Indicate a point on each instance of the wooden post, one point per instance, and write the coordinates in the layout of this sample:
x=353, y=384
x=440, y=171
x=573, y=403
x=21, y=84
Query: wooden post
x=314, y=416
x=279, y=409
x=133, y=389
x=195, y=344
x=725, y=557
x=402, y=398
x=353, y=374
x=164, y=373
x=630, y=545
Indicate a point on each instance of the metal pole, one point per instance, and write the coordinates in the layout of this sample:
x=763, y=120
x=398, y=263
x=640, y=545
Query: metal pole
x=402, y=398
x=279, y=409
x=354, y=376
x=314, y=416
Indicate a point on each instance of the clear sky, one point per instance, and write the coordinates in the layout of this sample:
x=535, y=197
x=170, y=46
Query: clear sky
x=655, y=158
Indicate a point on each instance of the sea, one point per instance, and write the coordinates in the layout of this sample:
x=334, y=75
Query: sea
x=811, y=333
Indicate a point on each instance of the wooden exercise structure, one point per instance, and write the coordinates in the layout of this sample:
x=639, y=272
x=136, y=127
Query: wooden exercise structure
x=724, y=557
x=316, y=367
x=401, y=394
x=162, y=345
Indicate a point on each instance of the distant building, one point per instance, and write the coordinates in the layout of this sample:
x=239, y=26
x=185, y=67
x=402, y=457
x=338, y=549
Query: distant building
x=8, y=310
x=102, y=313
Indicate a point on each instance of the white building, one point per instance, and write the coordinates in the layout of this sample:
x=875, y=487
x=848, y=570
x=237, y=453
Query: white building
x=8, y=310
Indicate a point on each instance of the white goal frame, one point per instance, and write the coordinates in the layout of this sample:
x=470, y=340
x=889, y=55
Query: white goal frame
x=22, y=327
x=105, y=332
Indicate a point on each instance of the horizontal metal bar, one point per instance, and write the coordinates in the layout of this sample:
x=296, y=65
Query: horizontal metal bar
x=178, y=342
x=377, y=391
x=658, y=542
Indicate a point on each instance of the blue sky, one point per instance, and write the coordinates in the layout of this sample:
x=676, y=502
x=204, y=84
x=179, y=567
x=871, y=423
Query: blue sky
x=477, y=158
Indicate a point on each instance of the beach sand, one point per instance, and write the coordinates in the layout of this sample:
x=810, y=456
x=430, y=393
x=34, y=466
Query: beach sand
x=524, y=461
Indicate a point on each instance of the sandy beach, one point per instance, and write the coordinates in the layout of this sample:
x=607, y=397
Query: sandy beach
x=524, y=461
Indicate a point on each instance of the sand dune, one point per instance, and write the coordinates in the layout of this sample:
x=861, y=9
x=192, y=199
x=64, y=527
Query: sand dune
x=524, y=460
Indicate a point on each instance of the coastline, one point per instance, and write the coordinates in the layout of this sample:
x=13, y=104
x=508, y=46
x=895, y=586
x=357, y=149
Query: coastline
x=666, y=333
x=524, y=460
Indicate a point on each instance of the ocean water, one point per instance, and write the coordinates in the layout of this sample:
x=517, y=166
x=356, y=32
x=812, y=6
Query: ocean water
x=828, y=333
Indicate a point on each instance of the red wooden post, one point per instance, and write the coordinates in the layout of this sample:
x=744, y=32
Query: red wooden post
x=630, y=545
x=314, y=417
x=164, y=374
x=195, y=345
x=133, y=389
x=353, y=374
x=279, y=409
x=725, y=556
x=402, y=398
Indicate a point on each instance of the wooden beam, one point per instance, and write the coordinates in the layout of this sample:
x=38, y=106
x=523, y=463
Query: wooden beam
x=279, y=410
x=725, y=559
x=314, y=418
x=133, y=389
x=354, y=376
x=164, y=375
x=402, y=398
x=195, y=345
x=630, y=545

┄┄┄┄┄┄┄┄┄┄

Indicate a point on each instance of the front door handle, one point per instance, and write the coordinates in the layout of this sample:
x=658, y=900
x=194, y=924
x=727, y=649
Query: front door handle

┄┄┄┄┄┄┄┄┄┄

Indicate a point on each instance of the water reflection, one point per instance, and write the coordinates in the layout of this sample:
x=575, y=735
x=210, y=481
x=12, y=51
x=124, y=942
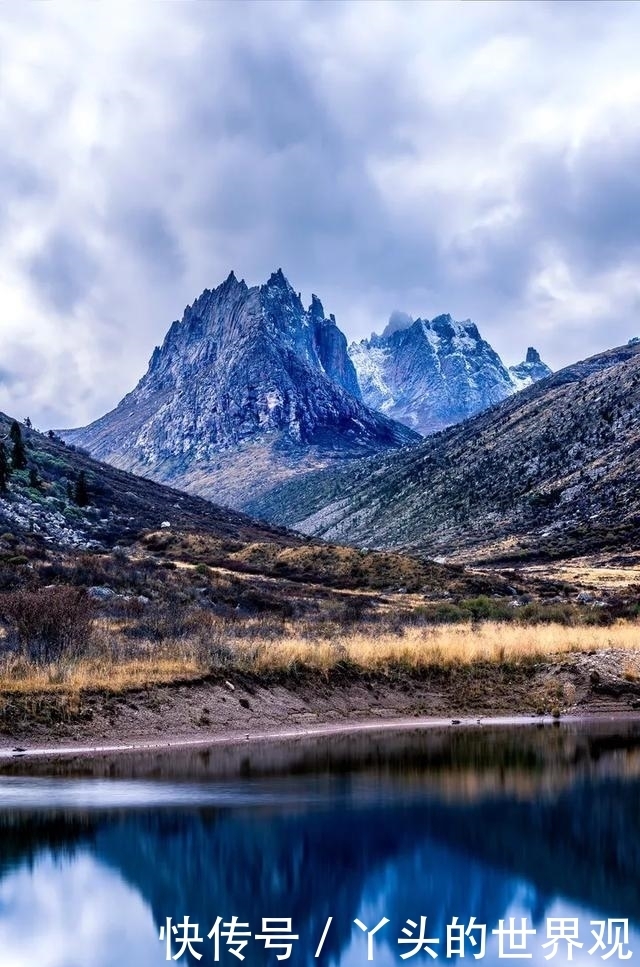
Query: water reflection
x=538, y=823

┄┄┄┄┄┄┄┄┄┄

- Requirements
Please list every line of the data above that contains the word "coastline", matching case exactly.

- Finished exercise
Indicate a point on each instance of the coastline, one point per instance, and write the coordinates in the layout of this sample:
Query: coastline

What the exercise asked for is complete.